START SUPPLIED RECORDS

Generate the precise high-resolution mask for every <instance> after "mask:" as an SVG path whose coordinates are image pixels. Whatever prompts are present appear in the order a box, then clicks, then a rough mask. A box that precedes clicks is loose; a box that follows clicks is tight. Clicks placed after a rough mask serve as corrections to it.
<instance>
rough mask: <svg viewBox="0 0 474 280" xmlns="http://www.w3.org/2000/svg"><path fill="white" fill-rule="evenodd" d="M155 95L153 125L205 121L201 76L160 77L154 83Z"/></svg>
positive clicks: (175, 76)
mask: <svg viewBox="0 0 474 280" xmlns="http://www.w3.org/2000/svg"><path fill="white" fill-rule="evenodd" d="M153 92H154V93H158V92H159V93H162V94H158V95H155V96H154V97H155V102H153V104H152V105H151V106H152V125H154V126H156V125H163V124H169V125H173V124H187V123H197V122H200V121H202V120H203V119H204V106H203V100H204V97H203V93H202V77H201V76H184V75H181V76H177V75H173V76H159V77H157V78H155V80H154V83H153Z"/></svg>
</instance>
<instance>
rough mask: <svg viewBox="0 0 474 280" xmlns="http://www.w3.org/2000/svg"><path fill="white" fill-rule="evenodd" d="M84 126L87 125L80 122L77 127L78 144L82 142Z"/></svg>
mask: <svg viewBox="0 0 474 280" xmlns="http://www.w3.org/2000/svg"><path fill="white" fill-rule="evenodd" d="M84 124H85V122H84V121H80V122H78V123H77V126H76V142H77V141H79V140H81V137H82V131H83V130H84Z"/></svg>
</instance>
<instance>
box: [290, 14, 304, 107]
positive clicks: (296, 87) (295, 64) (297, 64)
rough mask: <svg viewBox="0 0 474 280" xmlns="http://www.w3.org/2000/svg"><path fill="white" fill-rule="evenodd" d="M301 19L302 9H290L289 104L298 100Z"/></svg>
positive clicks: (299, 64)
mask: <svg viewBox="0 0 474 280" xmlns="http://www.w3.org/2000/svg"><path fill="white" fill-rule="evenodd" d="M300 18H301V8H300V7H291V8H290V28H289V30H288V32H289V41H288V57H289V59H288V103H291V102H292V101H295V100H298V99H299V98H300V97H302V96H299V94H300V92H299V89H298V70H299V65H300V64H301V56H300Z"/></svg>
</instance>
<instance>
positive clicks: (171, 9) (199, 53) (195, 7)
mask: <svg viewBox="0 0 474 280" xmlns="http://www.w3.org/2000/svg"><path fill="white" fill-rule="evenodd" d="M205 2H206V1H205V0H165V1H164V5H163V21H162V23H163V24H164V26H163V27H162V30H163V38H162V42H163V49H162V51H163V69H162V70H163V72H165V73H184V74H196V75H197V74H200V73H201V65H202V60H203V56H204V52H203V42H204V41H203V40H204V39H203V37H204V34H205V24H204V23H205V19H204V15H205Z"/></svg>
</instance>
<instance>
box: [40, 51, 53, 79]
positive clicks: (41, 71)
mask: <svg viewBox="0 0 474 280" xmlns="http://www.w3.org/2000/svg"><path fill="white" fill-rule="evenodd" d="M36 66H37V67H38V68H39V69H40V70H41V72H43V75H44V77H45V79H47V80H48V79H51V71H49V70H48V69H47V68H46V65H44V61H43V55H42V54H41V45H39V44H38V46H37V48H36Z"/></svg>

END SUPPLIED RECORDS

Can you lay out every line of the records above as a numbered list, leaving out any blank lines?

(EXERCISE RESULT):
1. Generate the precise high-resolution mask for every <instance> after "mask:" as an SVG path whose coordinates are image pixels. Whatever prompts are present appear in the order a box, then clicks, then a rough mask. A box that precedes clicks is loose; a box that follows clicks is tight. Clicks placed after a rough mask serve as corrections to it.
2. <instance>
3. rough mask: <svg viewBox="0 0 474 280" xmlns="http://www.w3.org/2000/svg"><path fill="white" fill-rule="evenodd" d="M155 95L153 125L205 121L201 76L160 77L154 83Z"/></svg>
4. positive clicks: (175, 76)
5. mask: <svg viewBox="0 0 474 280" xmlns="http://www.w3.org/2000/svg"><path fill="white" fill-rule="evenodd" d="M153 92H154V93H158V92H159V93H162V94H158V95H155V96H154V97H155V102H153V104H152V105H151V106H152V125H154V126H156V125H163V124H169V125H173V124H187V123H197V122H200V121H202V120H203V119H204V106H203V100H204V97H203V93H202V77H201V76H184V75H181V76H177V75H173V76H159V77H157V78H155V80H154V83H153Z"/></svg>
6. </instance>
7. <instance>
8. rough mask: <svg viewBox="0 0 474 280" xmlns="http://www.w3.org/2000/svg"><path fill="white" fill-rule="evenodd" d="M84 126L87 125L80 122L77 127L78 144L82 142Z"/></svg>
9. mask: <svg viewBox="0 0 474 280" xmlns="http://www.w3.org/2000/svg"><path fill="white" fill-rule="evenodd" d="M84 124H85V122H84V121H80V122H78V123H77V126H76V142H77V141H79V140H81V137H82V131H83V130H84Z"/></svg>
10. </instance>
11. <instance>
12. box: [290, 14, 304, 107]
13. positive clicks: (296, 87) (295, 64) (297, 64)
14. rough mask: <svg viewBox="0 0 474 280" xmlns="http://www.w3.org/2000/svg"><path fill="white" fill-rule="evenodd" d="M301 19L302 9H290L289 104L298 100Z"/></svg>
15. positive clicks: (299, 64)
16. mask: <svg viewBox="0 0 474 280" xmlns="http://www.w3.org/2000/svg"><path fill="white" fill-rule="evenodd" d="M300 18H301V8H300V7H291V8H290V28H289V30H288V32H289V41H288V57H289V59H288V103H291V102H292V101H295V100H298V99H299V98H300V97H302V96H299V94H300V92H299V89H298V70H299V65H300V64H301V56H300Z"/></svg>
17. </instance>
18. <instance>
19. positive clicks: (171, 9) (199, 53) (195, 7)
20. mask: <svg viewBox="0 0 474 280" xmlns="http://www.w3.org/2000/svg"><path fill="white" fill-rule="evenodd" d="M205 2H206V1H205V0H165V1H164V5H163V21H162V23H163V24H164V26H163V27H162V30H163V38H162V42H163V49H162V51H163V69H162V70H163V72H165V73H184V74H196V75H197V74H200V73H201V65H202V60H203V56H204V52H203V42H204V41H203V40H204V39H203V37H204V34H205V24H204V23H205V19H204V15H205Z"/></svg>
21. </instance>
22. <instance>
23. box: [40, 51, 53, 79]
24. positive clicks: (41, 71)
25. mask: <svg viewBox="0 0 474 280" xmlns="http://www.w3.org/2000/svg"><path fill="white" fill-rule="evenodd" d="M36 66H37V67H38V68H39V69H40V70H41V72H43V75H44V77H45V79H47V80H48V79H51V71H49V70H48V69H47V68H46V65H44V61H43V55H42V54H41V45H39V44H38V46H37V48H36Z"/></svg>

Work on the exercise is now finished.